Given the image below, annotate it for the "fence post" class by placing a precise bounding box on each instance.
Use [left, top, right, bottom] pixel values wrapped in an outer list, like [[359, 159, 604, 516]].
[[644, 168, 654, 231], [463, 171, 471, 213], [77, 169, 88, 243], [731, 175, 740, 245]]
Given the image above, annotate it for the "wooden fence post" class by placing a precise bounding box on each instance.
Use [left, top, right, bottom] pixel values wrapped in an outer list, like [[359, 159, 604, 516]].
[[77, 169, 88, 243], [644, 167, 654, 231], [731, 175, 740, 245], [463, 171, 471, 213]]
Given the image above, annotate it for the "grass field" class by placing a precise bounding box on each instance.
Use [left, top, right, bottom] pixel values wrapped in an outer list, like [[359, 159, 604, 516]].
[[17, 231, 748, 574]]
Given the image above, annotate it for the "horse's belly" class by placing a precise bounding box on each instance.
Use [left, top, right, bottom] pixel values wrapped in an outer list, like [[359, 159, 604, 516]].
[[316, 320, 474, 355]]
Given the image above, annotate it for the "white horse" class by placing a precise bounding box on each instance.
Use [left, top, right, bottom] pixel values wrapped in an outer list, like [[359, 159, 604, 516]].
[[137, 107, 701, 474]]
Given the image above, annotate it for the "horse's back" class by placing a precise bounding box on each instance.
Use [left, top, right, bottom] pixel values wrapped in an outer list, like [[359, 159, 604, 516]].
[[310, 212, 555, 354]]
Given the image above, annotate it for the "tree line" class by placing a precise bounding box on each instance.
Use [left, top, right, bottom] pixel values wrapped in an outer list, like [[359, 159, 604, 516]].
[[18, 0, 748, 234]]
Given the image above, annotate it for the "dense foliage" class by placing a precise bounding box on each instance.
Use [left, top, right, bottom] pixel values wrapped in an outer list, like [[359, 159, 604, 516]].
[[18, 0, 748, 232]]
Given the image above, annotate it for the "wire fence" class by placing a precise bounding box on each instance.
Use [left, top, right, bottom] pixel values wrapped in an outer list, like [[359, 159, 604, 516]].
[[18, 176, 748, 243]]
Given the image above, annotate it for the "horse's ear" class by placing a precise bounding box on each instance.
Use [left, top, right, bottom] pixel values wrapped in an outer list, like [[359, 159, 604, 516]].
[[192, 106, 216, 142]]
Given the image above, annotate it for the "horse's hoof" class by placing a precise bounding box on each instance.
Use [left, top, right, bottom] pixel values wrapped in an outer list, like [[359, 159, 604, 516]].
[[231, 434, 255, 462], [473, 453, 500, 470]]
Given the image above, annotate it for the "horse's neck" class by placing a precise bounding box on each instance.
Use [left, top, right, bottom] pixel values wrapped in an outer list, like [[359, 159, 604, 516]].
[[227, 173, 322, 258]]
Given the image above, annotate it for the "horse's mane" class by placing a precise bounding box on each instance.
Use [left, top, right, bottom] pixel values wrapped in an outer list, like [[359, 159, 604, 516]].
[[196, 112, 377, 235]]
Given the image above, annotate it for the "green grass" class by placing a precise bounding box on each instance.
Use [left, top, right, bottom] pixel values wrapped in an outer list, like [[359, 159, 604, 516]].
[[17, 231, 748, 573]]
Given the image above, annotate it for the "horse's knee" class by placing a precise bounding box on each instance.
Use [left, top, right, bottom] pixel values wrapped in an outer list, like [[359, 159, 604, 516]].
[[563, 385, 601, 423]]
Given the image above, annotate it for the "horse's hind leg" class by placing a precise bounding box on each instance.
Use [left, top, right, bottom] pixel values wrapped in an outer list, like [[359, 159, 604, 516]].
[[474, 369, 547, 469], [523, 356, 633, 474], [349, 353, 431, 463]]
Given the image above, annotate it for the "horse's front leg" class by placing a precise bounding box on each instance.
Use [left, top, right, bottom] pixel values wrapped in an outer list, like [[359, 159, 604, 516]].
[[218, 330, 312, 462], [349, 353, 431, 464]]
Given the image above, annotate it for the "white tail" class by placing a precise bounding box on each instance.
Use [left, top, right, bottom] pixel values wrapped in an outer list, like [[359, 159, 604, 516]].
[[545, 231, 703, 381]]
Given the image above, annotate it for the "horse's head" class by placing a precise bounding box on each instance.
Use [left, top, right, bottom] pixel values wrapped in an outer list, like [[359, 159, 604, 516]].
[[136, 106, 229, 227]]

◆ ◆ ◆ ◆ ◆ ◆ ◆

Rewrite all of the material above as a numbered list, dropping any blank lines.

• Answer to this task:
1. Given the image below, annotate it for the "fence post" class by placing a precise bounding box on each instance.
2. Use [left, top, right, bottom] pixel values wrapped in an outer list, like [[359, 159, 604, 516]].
3. [[644, 168, 654, 231], [463, 171, 471, 213], [77, 169, 88, 243], [731, 175, 740, 245]]
4. Given the image above, annotate it for the "wooden fence post" class by placing a precise bounding box on each instance.
5. Use [left, top, right, bottom] pixel values wrapped in an outer list, like [[359, 159, 604, 516]].
6. [[77, 169, 88, 243], [644, 167, 654, 231], [731, 175, 740, 245], [463, 171, 471, 213]]
7. Given the image above, annotate it for the "grass field" class by placing a precise bounding box on each instance.
8. Use [left, top, right, bottom] pixel values wrapped in an outer list, like [[359, 159, 604, 516]].
9. [[17, 231, 748, 574]]
10. Given the image above, annotate it for the "horse's belly" class by placing a precise bounding box on each instance.
11. Use [left, top, right, bottom] pixel values wrapped in an outer list, like [[359, 159, 604, 516]].
12. [[316, 320, 474, 355]]
13. Given the image above, annotate it for the "white horse" class by placing a precise bounding box on each instance.
14. Use [left, top, right, bottom] pixel values wrapped in an outer list, like [[359, 159, 604, 516]].
15. [[137, 107, 701, 474]]
16. Given the image above, annotate it for the "horse's back" class by placing a precise bounding box on each instance.
17. Use [left, top, right, bottom] pixel values wrapped in an outer list, like [[359, 159, 604, 516]].
18. [[310, 212, 555, 354]]
19. Given the image above, annotate it for the "tree line" class by placing a precise bounding box on each instance.
20. Use [left, top, right, bottom] pixel values wrapped in an outer list, like [[359, 159, 604, 516]].
21. [[18, 0, 748, 234]]
22. Given the image above, annotate it for the "dense foliage" class by placing a precise bounding box on each instance.
23. Use [left, top, right, bottom] pixel values wrapped in an outer list, like [[359, 159, 604, 516]].
24. [[18, 0, 748, 232]]
25. Given the image above, annotate it for the "wire fence" class by placing a precise bounding box on each instance.
26. Use [left, top, right, bottom] pixel values wrapped in an outer list, like [[359, 159, 604, 516]].
27. [[18, 176, 748, 243]]
28. Given the image above, annotate it for the "horse's ear" class by placing a precise bounding box on each instance.
29. Use [left, top, right, bottom] pixel values wrapped in an outer list, like [[359, 159, 604, 516]].
30. [[192, 106, 216, 142]]
31. Given the image above, annotate it for the "horse's hoof" class by placing a precise bounding box on each instance.
32. Use [left, top, right, bottom] pixel values wrapped in an outer list, like [[359, 159, 604, 516]].
33. [[231, 434, 255, 462], [473, 453, 500, 470]]
34. Given the image above, annotate it for the "horse's neck" class by placing a precise bounding box on each instance.
35. Use [left, top, right, bottom] pixel values wrapped in an outer list, like [[359, 159, 604, 516]].
36. [[227, 173, 322, 258]]
37. Given the image above, annotate it for the "horse's mane" class by placing a precise bounding box on each instance.
38. Use [left, top, right, bottom] pixel values wrapped in an outer list, like [[359, 159, 604, 516]].
39. [[196, 112, 377, 235]]
40. Given the image above, annotate it for the "green grass" class by placing a precise bounding box on each instance.
41. Use [left, top, right, bottom] pixel values wrapped in an outer list, like [[359, 159, 604, 516]].
42. [[17, 231, 748, 573]]
43. Given the image above, annotate it for the "horse's knee" class by placing a precise bounding box on each instance.
44. Use [left, top, right, bottom] pixel values wrapped in an outer list, like [[359, 159, 604, 516]].
45. [[563, 385, 601, 423]]
46. Given the image above, annotate it for the "horse's hind leg" class by placing a precise bounding box on each instance.
47. Use [left, top, right, bottom] pixel values wrapped in an outer list, like [[359, 159, 604, 516]].
48. [[474, 369, 547, 469], [523, 356, 633, 474], [349, 353, 431, 463]]
49. Given the image above, annotate it for the "horse's front leg" class by placing a precise bounding box on each instance.
50. Use [left, top, right, bottom] pixel values wrapped in an outer list, like [[359, 159, 604, 516]].
51. [[218, 330, 312, 462], [349, 353, 431, 464]]
52. Given the image above, annotate it for the "white tail" class by placing a precise bounding box on each instance.
53. Use [left, top, right, bottom] pixel values wrapped in an outer list, like [[359, 159, 604, 516]].
54. [[545, 231, 703, 381]]
55. Given the image above, annotate it for the "horse's head" class by placing a precise bounding box on each instance.
56. Use [left, top, right, bottom] pixel values wrapped in an outer list, like [[359, 159, 604, 516]].
57. [[136, 106, 229, 227]]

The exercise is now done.